Problem to solve. Check every line of the data below for the word "instance". Copy the ones that have it.

Dataset entries:
<<<<

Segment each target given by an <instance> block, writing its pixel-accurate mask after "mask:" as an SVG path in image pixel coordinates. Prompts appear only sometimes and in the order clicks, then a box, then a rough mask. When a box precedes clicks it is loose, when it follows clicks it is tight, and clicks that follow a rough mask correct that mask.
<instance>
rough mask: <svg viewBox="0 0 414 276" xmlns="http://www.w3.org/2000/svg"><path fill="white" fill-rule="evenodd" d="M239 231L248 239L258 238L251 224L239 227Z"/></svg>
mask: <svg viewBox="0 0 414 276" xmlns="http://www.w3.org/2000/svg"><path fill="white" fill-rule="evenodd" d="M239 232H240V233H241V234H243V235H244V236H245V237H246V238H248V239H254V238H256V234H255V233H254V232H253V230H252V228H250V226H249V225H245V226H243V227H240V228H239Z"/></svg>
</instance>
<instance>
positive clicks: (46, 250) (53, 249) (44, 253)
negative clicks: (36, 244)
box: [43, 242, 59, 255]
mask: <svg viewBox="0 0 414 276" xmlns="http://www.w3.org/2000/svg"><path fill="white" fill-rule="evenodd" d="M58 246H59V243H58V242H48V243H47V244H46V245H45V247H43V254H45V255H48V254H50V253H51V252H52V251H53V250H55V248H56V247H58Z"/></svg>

>>>>

Output.
Segment each target given by an <instance> block, writing its pixel-accurate mask after "mask:" as an SVG path in image pixel coordinates. Prompts appear only sometimes and in the order clicks, then a box, then a rough mask. When a box precedes clicks it is loose, when it follows clicks it is tight, and clicks that follow a rough mask correct that mask.
<instance>
</instance>
<instance>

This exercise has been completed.